* RECORDS FOR THIS EXERCISE
= = = = =
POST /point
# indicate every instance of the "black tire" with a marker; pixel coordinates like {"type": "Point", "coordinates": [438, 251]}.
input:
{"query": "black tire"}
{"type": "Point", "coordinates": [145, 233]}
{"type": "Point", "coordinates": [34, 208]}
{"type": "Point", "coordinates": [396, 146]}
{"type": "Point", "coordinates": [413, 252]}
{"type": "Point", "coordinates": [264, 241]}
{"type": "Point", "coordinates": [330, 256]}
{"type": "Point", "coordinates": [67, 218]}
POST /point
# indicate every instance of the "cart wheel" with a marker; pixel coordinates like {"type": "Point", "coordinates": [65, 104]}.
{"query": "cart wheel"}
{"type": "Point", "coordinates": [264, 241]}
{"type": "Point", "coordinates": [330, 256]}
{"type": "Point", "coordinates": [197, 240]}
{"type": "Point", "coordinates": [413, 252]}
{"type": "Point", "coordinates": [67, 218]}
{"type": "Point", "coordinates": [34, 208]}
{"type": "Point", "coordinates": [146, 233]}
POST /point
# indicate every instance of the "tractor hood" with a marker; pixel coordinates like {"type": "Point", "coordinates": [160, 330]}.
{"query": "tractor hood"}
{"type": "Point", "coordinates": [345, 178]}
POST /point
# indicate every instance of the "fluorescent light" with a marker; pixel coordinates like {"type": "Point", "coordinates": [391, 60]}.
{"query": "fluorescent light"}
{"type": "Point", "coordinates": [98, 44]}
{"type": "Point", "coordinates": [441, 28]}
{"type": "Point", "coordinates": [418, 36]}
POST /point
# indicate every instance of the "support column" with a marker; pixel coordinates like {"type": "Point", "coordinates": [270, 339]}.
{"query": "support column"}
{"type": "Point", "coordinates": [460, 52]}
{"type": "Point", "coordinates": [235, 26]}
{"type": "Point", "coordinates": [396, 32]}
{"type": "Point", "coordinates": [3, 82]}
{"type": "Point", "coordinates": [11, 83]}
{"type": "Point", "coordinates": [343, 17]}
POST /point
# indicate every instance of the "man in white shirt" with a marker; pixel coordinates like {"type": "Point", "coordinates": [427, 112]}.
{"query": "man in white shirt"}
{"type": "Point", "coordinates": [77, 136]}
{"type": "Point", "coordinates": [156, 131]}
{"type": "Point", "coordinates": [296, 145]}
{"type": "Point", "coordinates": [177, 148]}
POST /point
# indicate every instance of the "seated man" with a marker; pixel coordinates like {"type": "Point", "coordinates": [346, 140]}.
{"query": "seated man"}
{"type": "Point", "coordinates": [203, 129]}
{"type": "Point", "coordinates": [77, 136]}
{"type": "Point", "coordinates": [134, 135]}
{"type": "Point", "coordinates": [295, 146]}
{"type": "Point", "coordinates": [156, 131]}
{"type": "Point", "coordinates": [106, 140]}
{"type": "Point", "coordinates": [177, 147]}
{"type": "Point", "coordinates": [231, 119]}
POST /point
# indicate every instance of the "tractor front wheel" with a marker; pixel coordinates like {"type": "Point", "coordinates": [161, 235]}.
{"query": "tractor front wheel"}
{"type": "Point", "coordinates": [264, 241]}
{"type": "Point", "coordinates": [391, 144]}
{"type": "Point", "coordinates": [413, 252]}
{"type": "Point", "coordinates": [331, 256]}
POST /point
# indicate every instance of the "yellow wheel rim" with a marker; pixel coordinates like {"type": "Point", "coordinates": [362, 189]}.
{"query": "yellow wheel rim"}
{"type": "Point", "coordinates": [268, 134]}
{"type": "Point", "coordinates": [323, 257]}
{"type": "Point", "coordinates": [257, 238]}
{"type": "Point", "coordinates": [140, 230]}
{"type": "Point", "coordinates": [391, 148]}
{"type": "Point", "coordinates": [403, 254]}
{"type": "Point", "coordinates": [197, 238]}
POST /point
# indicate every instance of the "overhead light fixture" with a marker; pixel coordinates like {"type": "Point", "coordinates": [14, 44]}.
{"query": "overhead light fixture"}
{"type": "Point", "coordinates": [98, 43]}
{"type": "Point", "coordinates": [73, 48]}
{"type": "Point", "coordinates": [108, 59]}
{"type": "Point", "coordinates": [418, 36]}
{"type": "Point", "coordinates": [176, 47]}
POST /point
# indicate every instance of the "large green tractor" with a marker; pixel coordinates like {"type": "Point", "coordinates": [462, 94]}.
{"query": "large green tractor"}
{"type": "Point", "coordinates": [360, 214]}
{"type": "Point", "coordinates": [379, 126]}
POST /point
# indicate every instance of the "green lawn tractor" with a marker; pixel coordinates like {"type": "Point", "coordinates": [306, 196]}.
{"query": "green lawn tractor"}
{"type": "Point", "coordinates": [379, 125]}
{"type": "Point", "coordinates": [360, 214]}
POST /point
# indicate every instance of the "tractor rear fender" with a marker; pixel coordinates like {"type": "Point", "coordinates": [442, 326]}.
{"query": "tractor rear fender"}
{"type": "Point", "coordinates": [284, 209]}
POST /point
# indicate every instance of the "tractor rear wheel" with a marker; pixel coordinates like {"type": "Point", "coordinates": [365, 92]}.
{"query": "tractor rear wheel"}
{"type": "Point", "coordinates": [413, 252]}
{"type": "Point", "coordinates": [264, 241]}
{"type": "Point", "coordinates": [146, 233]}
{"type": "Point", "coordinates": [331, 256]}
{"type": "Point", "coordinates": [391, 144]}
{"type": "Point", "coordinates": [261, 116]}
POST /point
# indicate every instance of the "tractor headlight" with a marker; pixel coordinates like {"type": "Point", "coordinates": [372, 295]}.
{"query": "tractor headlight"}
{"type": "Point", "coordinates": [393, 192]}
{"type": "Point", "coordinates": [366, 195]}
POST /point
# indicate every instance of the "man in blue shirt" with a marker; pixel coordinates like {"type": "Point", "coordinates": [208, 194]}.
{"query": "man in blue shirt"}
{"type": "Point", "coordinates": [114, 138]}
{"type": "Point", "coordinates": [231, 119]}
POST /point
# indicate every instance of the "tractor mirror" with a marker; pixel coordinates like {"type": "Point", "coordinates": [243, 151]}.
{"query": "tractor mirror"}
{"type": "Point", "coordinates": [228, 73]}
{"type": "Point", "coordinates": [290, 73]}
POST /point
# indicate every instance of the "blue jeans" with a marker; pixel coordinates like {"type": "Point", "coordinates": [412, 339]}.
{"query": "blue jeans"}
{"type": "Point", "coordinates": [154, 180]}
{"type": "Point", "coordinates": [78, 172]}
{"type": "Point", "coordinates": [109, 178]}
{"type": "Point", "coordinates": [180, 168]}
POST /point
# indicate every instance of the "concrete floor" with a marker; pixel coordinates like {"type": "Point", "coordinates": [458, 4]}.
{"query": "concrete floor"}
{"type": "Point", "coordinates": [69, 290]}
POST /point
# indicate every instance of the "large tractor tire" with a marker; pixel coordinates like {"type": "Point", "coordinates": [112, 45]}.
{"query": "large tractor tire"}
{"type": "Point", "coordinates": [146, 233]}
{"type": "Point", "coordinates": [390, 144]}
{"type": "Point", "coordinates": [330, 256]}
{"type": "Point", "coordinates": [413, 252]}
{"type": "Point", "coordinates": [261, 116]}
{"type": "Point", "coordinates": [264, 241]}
= = = = =
* REQUIREMENT
Quote the whole listing above, leaving nothing out.

* THE ANSWER
POST /point
# indicate every instance of the "black tire" with a marker; pixel coordinates like {"type": "Point", "coordinates": [438, 251]}.
input:
{"query": "black tire"}
{"type": "Point", "coordinates": [145, 233]}
{"type": "Point", "coordinates": [34, 208]}
{"type": "Point", "coordinates": [396, 146]}
{"type": "Point", "coordinates": [413, 252]}
{"type": "Point", "coordinates": [264, 241]}
{"type": "Point", "coordinates": [330, 256]}
{"type": "Point", "coordinates": [67, 218]}
POST /point
# indicate every instance of the "cart wheel" with a marker; pixel coordinates like {"type": "Point", "coordinates": [65, 104]}.
{"query": "cart wheel"}
{"type": "Point", "coordinates": [264, 241]}
{"type": "Point", "coordinates": [330, 256]}
{"type": "Point", "coordinates": [197, 240]}
{"type": "Point", "coordinates": [413, 252]}
{"type": "Point", "coordinates": [67, 218]}
{"type": "Point", "coordinates": [34, 208]}
{"type": "Point", "coordinates": [146, 233]}
POST /point
# indicate every instance of the "tractor hood" with a marker; pixel coordinates like {"type": "Point", "coordinates": [160, 330]}.
{"query": "tractor hood"}
{"type": "Point", "coordinates": [345, 178]}
POST /point
# indicate every instance of the "fluorescent light" with a marker; pixel coordinates like {"type": "Point", "coordinates": [391, 60]}.
{"query": "fluorescent light"}
{"type": "Point", "coordinates": [98, 44]}
{"type": "Point", "coordinates": [441, 28]}
{"type": "Point", "coordinates": [418, 36]}
POST /point
# indicate every instance of the "support column" with a marker; pixel coordinates like {"type": "Point", "coordinates": [270, 339]}.
{"query": "support column"}
{"type": "Point", "coordinates": [460, 52]}
{"type": "Point", "coordinates": [235, 26]}
{"type": "Point", "coordinates": [396, 32]}
{"type": "Point", "coordinates": [3, 82]}
{"type": "Point", "coordinates": [11, 83]}
{"type": "Point", "coordinates": [343, 17]}
POST /point
# indicate every instance of the "man in white shirt" with a marker; pixel coordinates like {"type": "Point", "coordinates": [427, 112]}.
{"query": "man in white shirt"}
{"type": "Point", "coordinates": [77, 136]}
{"type": "Point", "coordinates": [156, 131]}
{"type": "Point", "coordinates": [296, 145]}
{"type": "Point", "coordinates": [177, 148]}
POST /point
# indicate every instance of the "seated man" with a marker; pixel coordinates like {"type": "Point", "coordinates": [346, 140]}.
{"query": "seated man"}
{"type": "Point", "coordinates": [203, 129]}
{"type": "Point", "coordinates": [77, 136]}
{"type": "Point", "coordinates": [134, 135]}
{"type": "Point", "coordinates": [295, 146]}
{"type": "Point", "coordinates": [156, 131]}
{"type": "Point", "coordinates": [106, 140]}
{"type": "Point", "coordinates": [177, 147]}
{"type": "Point", "coordinates": [231, 119]}
POST /point
# indicate every instance of the "tractor front wheel" with a marker; pixel coordinates like {"type": "Point", "coordinates": [161, 235]}.
{"query": "tractor front wheel"}
{"type": "Point", "coordinates": [264, 241]}
{"type": "Point", "coordinates": [391, 144]}
{"type": "Point", "coordinates": [413, 252]}
{"type": "Point", "coordinates": [331, 256]}
POST /point
# indicate every instance of the "yellow wheel rim" with a marker; pixel coordinates like {"type": "Point", "coordinates": [362, 189]}.
{"query": "yellow wheel rim"}
{"type": "Point", "coordinates": [268, 134]}
{"type": "Point", "coordinates": [323, 257]}
{"type": "Point", "coordinates": [257, 238]}
{"type": "Point", "coordinates": [140, 230]}
{"type": "Point", "coordinates": [391, 148]}
{"type": "Point", "coordinates": [403, 254]}
{"type": "Point", "coordinates": [197, 238]}
POST /point
# indicate every instance of the "overhead light fixture" with a marker; pixel coordinates like {"type": "Point", "coordinates": [14, 44]}.
{"query": "overhead light fixture"}
{"type": "Point", "coordinates": [98, 43]}
{"type": "Point", "coordinates": [73, 48]}
{"type": "Point", "coordinates": [108, 59]}
{"type": "Point", "coordinates": [418, 36]}
{"type": "Point", "coordinates": [176, 47]}
POST /point
# indicate every instance of the "large green tractor" with a marker; pixel coordinates like {"type": "Point", "coordinates": [462, 94]}.
{"query": "large green tractor"}
{"type": "Point", "coordinates": [360, 214]}
{"type": "Point", "coordinates": [379, 126]}
POST /point
# indicate every instance of the "green lawn tractor" with a marker; pixel coordinates like {"type": "Point", "coordinates": [306, 196]}.
{"query": "green lawn tractor"}
{"type": "Point", "coordinates": [379, 125]}
{"type": "Point", "coordinates": [360, 214]}
POST /point
# indicate every instance of the "tractor rear fender" with a marker; pixel coordinates like {"type": "Point", "coordinates": [442, 326]}.
{"query": "tractor rear fender"}
{"type": "Point", "coordinates": [284, 209]}
POST /point
# indicate every instance of the "tractor rear wheel" with a marker; pixel coordinates like {"type": "Point", "coordinates": [365, 92]}.
{"query": "tractor rear wheel"}
{"type": "Point", "coordinates": [413, 252]}
{"type": "Point", "coordinates": [264, 241]}
{"type": "Point", "coordinates": [146, 233]}
{"type": "Point", "coordinates": [331, 256]}
{"type": "Point", "coordinates": [391, 144]}
{"type": "Point", "coordinates": [261, 116]}
POST /point
# indicate every instance of the "tractor headlight" with a marker; pixel coordinates like {"type": "Point", "coordinates": [372, 295]}.
{"query": "tractor headlight"}
{"type": "Point", "coordinates": [393, 192]}
{"type": "Point", "coordinates": [366, 195]}
POST /point
# indicate every instance of the "man in blue shirt" with a marker; pixel coordinates like {"type": "Point", "coordinates": [208, 194]}.
{"query": "man in blue shirt"}
{"type": "Point", "coordinates": [114, 138]}
{"type": "Point", "coordinates": [231, 119]}
POST /point
# indicate every instance of the "tractor mirror" with a marker; pixel coordinates like {"type": "Point", "coordinates": [243, 151]}.
{"query": "tractor mirror"}
{"type": "Point", "coordinates": [228, 73]}
{"type": "Point", "coordinates": [290, 73]}
POST /point
# indicate every instance of the "blue jeans" with a marker; pixel coordinates like {"type": "Point", "coordinates": [412, 339]}.
{"query": "blue jeans"}
{"type": "Point", "coordinates": [154, 180]}
{"type": "Point", "coordinates": [78, 172]}
{"type": "Point", "coordinates": [109, 178]}
{"type": "Point", "coordinates": [180, 168]}
POST /point
# indicate every instance of the "concrete floor" with a marker; pixel coordinates like {"type": "Point", "coordinates": [458, 4]}.
{"query": "concrete floor"}
{"type": "Point", "coordinates": [69, 290]}
POST /point
# indicate every instance of the "large tractor tire" with a marker; pixel coordinates like {"type": "Point", "coordinates": [112, 45]}.
{"query": "large tractor tire"}
{"type": "Point", "coordinates": [146, 233]}
{"type": "Point", "coordinates": [390, 144]}
{"type": "Point", "coordinates": [330, 256]}
{"type": "Point", "coordinates": [413, 252]}
{"type": "Point", "coordinates": [261, 116]}
{"type": "Point", "coordinates": [264, 241]}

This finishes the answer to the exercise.